Given data:
┄┄┄┄┄┄

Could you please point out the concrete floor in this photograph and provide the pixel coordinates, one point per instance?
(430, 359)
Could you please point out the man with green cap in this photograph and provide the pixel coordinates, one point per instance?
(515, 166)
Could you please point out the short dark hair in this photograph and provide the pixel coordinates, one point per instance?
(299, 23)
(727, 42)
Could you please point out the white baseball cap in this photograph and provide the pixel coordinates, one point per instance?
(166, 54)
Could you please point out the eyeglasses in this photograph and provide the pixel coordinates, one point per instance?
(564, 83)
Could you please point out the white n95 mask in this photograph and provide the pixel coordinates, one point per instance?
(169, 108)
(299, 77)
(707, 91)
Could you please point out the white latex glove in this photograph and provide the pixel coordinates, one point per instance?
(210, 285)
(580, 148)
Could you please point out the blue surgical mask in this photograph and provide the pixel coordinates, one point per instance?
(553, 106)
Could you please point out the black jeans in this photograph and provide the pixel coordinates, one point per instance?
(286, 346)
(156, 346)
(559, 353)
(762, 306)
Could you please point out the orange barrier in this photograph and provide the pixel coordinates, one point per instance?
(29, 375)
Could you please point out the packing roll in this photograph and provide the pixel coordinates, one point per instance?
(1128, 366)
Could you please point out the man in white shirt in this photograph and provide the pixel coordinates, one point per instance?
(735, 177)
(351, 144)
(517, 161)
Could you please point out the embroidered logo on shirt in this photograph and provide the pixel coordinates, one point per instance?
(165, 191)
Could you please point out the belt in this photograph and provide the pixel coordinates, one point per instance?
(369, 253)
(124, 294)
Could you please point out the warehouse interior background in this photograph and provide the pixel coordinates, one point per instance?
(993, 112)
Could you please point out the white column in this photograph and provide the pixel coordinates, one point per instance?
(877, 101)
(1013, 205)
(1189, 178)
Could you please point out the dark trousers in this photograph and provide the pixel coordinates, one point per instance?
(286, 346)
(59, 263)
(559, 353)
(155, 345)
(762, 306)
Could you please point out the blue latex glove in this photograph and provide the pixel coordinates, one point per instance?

┄┄┄┄┄┄

Problem to work on:
Copy each line of the data above without altering a single character.

Exercise response:
Could you please point out the concrete floor in this photograph and provide the pixel coordinates, one point per instance?
(430, 359)
Could you please point out the man with green cap in this photograph and provide the pixel coordinates, one point per instance?
(515, 166)
Could you please point out the short dark hair in this photograph and provide the pixel coordinates, one point per instance?
(299, 23)
(727, 42)
Could you please point out the white baseball cap in this photograph and provide the pixel coordinates, one point per instance?
(166, 54)
Could you please point out the eyeglasses in this photograph and provide the pixel coordinates, one point per instance?
(564, 83)
Could you please point out the white n95 mask in this photograph and provide the pixel coordinates, one point per instance?
(169, 108)
(299, 77)
(707, 91)
Could you please point out the white latex glove in this photograph and provide the pixel coordinates, one point per instance?
(210, 285)
(580, 148)
Could you please point out the blue surgical mask in this photograph and provide the pixel coordinates, one point per instance?
(553, 106)
Could you please point out the black jeans in this photograph and provide the pixel coordinates, one point per instance?
(286, 346)
(156, 346)
(559, 353)
(762, 306)
Could you please point out the orange barrier in this photograph and provide the pixel coordinates, one point per instance?
(29, 375)
Could you please point out the packing roll in this photograph and provide the pixel coordinates, one point per instance?
(1128, 366)
Could you please point out the man in white shirt in this photograph and provide the pixel coordinates, one point per instance?
(735, 177)
(351, 144)
(517, 161)
Could you please point out the embroidered logo on shirt in this photograph and provide the pixel coordinates, one point per instance?
(165, 191)
Could you please point out the belt in this photograph and provide the pixel coordinates, one point per instance?
(369, 253)
(124, 294)
Could you please point out the warehouse interior background in this photograph and provide the pixel coordinates, one point per instance?
(993, 112)
Could you please point out the white column in this photograph and provide the pixel coordinates, one point per instance?
(877, 101)
(1013, 205)
(1189, 178)
Could you please point out the dark trousers in this photograph and provide the pixel coordinates, one point per instance?
(286, 346)
(59, 263)
(559, 353)
(155, 345)
(762, 306)
Could you please point out the blue latex glove in this photograph and provide the pixel coordinates, one point per instance?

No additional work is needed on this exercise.